=== Brief ===
Write the material out again in full, exactly.

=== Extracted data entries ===
===============
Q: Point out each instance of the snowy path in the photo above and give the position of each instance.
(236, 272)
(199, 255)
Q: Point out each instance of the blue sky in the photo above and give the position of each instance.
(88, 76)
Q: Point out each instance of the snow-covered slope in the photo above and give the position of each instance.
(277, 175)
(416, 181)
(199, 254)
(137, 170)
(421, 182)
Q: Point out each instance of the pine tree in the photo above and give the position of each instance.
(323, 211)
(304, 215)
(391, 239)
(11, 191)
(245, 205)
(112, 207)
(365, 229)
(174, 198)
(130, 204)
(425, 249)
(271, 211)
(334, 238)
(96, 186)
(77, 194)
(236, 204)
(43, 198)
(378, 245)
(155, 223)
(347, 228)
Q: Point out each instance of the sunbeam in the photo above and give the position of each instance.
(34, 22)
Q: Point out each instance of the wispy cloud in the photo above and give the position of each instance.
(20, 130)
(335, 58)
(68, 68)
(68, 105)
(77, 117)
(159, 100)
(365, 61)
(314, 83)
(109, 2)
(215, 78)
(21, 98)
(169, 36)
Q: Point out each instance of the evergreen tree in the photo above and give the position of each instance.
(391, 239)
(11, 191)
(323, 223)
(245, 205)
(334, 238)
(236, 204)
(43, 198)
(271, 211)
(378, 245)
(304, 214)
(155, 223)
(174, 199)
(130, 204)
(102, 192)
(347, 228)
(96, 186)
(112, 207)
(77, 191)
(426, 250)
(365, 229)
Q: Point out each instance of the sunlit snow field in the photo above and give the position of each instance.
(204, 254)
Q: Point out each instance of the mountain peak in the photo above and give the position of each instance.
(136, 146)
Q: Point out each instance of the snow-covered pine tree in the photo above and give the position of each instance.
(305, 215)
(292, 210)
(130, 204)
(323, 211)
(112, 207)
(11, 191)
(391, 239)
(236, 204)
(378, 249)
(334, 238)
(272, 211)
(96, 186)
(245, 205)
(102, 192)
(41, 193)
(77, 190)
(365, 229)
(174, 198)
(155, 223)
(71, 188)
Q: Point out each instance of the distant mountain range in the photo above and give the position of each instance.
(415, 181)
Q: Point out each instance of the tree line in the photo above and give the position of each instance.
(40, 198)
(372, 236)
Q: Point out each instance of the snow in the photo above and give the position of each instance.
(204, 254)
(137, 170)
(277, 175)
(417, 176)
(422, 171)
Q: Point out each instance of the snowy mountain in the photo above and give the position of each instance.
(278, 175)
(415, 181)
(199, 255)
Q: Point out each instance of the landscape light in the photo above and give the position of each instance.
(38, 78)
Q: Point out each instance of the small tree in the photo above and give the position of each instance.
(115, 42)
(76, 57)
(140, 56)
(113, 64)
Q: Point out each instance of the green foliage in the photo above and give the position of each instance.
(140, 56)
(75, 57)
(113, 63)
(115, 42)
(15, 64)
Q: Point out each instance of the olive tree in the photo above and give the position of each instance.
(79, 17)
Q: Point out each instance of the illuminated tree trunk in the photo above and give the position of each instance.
===============
=== In response ===
Q: Point out each instance of the snowy path in the photo above and give the position of each instance.
(236, 272)
(199, 255)
Q: Point out each instance of the blue sky in the photo above and give the position of each instance.
(88, 76)
Q: Point out each instance of the snow-covered slope in the photo above and give the position of each instance.
(277, 175)
(416, 181)
(199, 254)
(137, 170)
(421, 182)
Q: Point out each instance of the pine tree in the photo above and give the position of each instance.
(323, 211)
(304, 215)
(391, 239)
(11, 191)
(245, 205)
(112, 207)
(365, 229)
(174, 198)
(130, 204)
(425, 249)
(271, 211)
(334, 238)
(96, 186)
(77, 194)
(236, 204)
(43, 198)
(378, 245)
(155, 223)
(347, 228)
Q: Point out each instance of the sunbeam in the photo above and give the position of each instance.
(34, 22)
Q: Point out each instance of the wispy cloud in the photo above and give the position of each instance.
(20, 130)
(335, 58)
(68, 68)
(68, 105)
(77, 117)
(159, 100)
(365, 61)
(314, 83)
(109, 2)
(215, 78)
(21, 98)
(169, 36)
Q: Point out each instance of the evergreen tree in the photo above and give the position of each instance.
(391, 239)
(11, 191)
(323, 223)
(245, 205)
(334, 238)
(236, 204)
(43, 198)
(271, 211)
(378, 245)
(304, 214)
(155, 223)
(174, 199)
(130, 204)
(102, 192)
(347, 228)
(96, 186)
(112, 207)
(77, 191)
(426, 250)
(365, 229)
Q: Point out each instance of the sunlit snow field in the photo above and give the position of each instance.
(204, 254)
Q: Point out each instance of the mountain peak in the photo above and give the position of each instance.
(136, 146)
Q: Point out each instance of the snow-covered pine tree in the photo above and give the position of each instance.
(305, 215)
(292, 210)
(130, 204)
(323, 211)
(112, 207)
(11, 191)
(391, 239)
(236, 204)
(378, 249)
(334, 238)
(272, 211)
(96, 186)
(245, 205)
(102, 192)
(41, 193)
(77, 190)
(365, 229)
(174, 198)
(155, 223)
(71, 188)
Q: Point out each instance of the distant mountain range in the photo above and give the position of each instance.
(415, 181)
Q: Point out each instance of the tree line in the photo above and give the position of each instance.
(40, 198)
(372, 236)
Q: Point out each instance of the snow in the photo above and give the position of each instance.
(204, 254)
(137, 170)
(277, 175)
(417, 176)
(422, 171)
Q: Point out each instance of the snowy mountain in the photo above and give the position of each instance.
(278, 175)
(415, 181)
(199, 255)
Q: Point out each instance of the landscape light in the photo above and give the position of each instance.
(38, 78)
Q: Point out each instance of the small tree in the photo above and give the position of each instance.
(115, 42)
(76, 57)
(140, 56)
(113, 64)
Q: Point out each instance of the green foliage in the photo above and give the position of each instance.
(140, 56)
(75, 57)
(113, 63)
(115, 42)
(15, 64)
Q: Point out each instance of the olive tree in the photo above and give the position of each instance.
(79, 17)
Q: Point out each instance of the illuminated tree trunk in the photo above and give the position of each instance.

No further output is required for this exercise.